▶ Coordinate annotation entries:
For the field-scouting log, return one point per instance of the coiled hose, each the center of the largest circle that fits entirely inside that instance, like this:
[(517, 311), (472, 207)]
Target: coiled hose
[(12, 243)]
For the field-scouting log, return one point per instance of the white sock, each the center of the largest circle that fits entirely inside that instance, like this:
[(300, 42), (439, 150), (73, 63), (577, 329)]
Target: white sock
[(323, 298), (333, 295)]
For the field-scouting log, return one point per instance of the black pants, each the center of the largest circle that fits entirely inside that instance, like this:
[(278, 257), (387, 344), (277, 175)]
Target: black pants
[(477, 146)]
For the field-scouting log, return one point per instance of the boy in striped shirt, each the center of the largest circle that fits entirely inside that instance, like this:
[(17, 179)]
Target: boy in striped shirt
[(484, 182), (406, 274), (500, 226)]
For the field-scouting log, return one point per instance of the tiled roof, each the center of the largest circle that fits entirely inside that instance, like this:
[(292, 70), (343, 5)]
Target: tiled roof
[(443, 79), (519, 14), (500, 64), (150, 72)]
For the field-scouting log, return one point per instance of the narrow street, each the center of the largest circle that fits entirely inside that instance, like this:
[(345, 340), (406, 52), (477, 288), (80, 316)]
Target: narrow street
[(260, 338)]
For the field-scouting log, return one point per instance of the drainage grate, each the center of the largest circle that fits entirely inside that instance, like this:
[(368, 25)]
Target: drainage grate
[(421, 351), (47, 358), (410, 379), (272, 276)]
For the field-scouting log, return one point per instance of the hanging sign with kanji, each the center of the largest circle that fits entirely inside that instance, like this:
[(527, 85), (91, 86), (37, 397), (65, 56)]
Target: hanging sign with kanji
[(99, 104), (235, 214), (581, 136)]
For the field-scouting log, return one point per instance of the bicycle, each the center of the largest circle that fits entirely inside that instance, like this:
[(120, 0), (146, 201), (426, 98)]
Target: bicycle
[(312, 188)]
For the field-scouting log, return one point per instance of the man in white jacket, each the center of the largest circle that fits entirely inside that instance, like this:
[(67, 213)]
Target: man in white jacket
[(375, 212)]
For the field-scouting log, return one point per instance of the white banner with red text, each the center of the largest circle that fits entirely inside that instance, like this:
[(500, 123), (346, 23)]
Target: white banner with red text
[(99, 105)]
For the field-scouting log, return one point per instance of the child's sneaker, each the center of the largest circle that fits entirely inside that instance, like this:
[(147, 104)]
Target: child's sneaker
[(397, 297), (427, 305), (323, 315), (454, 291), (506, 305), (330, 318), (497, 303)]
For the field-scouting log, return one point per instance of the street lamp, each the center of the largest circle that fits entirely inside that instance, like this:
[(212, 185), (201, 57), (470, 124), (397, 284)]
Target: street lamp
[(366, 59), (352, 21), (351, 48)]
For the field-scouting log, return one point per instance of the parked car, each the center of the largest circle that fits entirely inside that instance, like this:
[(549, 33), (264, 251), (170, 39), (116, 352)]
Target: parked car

▶ TASK GOAL: Reproduce verbatim the lines starting at the one containing "of the child's" and ending at the final line of the rows.

▶ TASK RESPONSE:
For the field-scouting log, return one point per instance of the child's sneaker, each the center of the largest circle that fits entirely inside that instance, like this:
[(147, 104)]
Target: child's sneaker
[(397, 297), (427, 305), (323, 315), (454, 291), (506, 305), (330, 318), (497, 303)]
For the field-scouting log, return one point per instance of the street lamp, each the center of the largest circle that fits entirely inside that instance, like this:
[(212, 185), (201, 57), (470, 124), (397, 284)]
Target: street lamp
[(366, 59), (352, 21), (351, 48)]
For the field-scouting log, return one point per instance of the parked car, each the center of the largest circle that fits entirely inside that instance, like this:
[(549, 33), (264, 251), (170, 39), (116, 352)]
Target: parked car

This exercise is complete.